Supplied passage
***

The career of producer George Martin has spanned more than three decades and has embraced the extremes of technology — from basic 4-track recording with The Beatles to the cutting edge of digital at the new AIR Lyndhurst studios. Paul Tingen talks to a legend in recording history...
For those of us who lament the limitations of our 4, 8, 12, or 16-tracks, it's good to be reminded that one of the world's most legendary and successful records was recorded on a simple 4-track. In 1966, George Martin recorded Sergeant Pepper's Lonely Hearts Club Band at Abbey Road Studio number 2, applying elaborate bouncing techniques to get The Beatles' wild imagination onto tape, and improvising with reverb chambers and a primitive plate to add ambience. Digital reverbs didn't exist, let alone delays and samplers, yet the result created with that simple equipment made history and is still eminently listenable today.
"The old adage garbage in, garbage out works for music as well as anything else," comments Martin. "After a period in the '80s when technology was getting in the way of music, people are waking up again to the fact that what it's about is real music and that technology is only a tool. When you have good musical material, you can record a good record on almost any equipment, as we did with The Beatles in the '60s. No matter how good the technology you have, it's no good unless you actually put some decent stuff into it."

***

Provided material
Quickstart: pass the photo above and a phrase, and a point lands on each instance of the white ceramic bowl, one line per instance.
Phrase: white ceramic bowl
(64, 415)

***

What to do
a) Answer these questions from the George Martin passage:
(i) Which new studios represent the cutting edge of digital?
(ii) In what year was Sergeant Pepper's Lonely Hearts Club Band recorded, and in which studio?
(iii) What does Martin say technology is only?
b) Reproduce word for word the stretch of the George Martin passage from "For those of" through "eminently listenable today.".
Rely only on the George Martin passage.

Problem solutions
a)
(i) The AIR Lyndhurst studios.
(ii) 1966, at Abbey Road Studio number 2.
(iii) A tool.

b)
For those of us who lament the limitations of our 4, 8, 12, or 16-tracks, it's good to be reminded that one of the world's most legendary and successful records was recorded on a simple 4-track. In 1966, George Martin recorded Sergeant Pepper's Lonely Hearts Club Band at Abbey Road Studio number 2, applying elaborate bouncing techniques to get The Beatles' wild imagination onto tape, and improvising with reverb chambers and a primitive plate to add ambience. Digital reverbs didn't exist, let alone delays and samplers, yet the result created with that simple equipment made history and is still eminently listenable today.